Passage for review
I’m struck by the way you manage to portray the particulars of sexual violence, pointing to the binding forces of poverty specifically—the impact of dowry costs…families living in separate cities. Are those statistics current, that 1 in 4 men admit to raping a woman? Is there hope for a shift on the horizon with these issues? Where do you see the key to women’s empowerment resting (and for the family as a whole)?

Whoo, hit me with some hard ones. The history of South Africa  has some complicated threads that have led directly to the current situation and I’m not sure it’s possible to explain all those threads in one novel, let alone in one interview. But let’s give it a whirl.

Okay. Deep breath.

First of all, the statistic of 1 in 4 men admitting to raping a woman came out in 2009 . So that is current. Why are so many men choosing to force themselves on women? I’m not sure but I suspect it’s because they feel disempowered and rape gives them the opportunity to have some control over somebody who is even more powerless than they are. And so the cycle of violence goes on.

Disempowerment of black men and women has been systematic for the past 300 plus years in South Africa. And under apartheid, which began in 1948, the government attempted to wrest complete and total control out of the hands of blacks. The educational system, the police system, and governmental systems were all geared towards creating a black underclass that served the white minority in power.

Dataset
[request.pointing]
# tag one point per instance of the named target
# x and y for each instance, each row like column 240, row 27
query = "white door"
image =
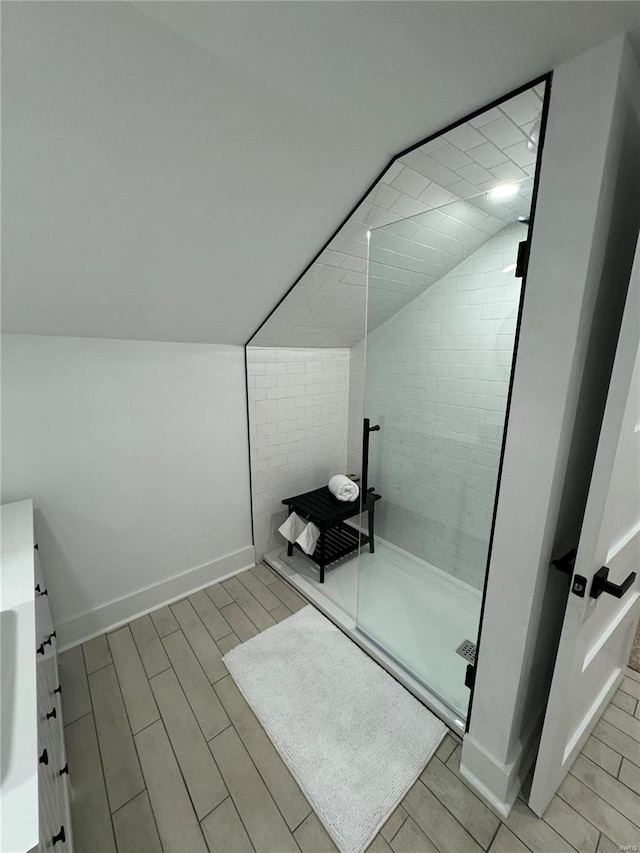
column 598, row 631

Exercise brief
In the interview about South Africa, what year does the answerer say the statistic of 1 in 4 men admitting to raping a woman came out? Please answer with the year.

Response
2009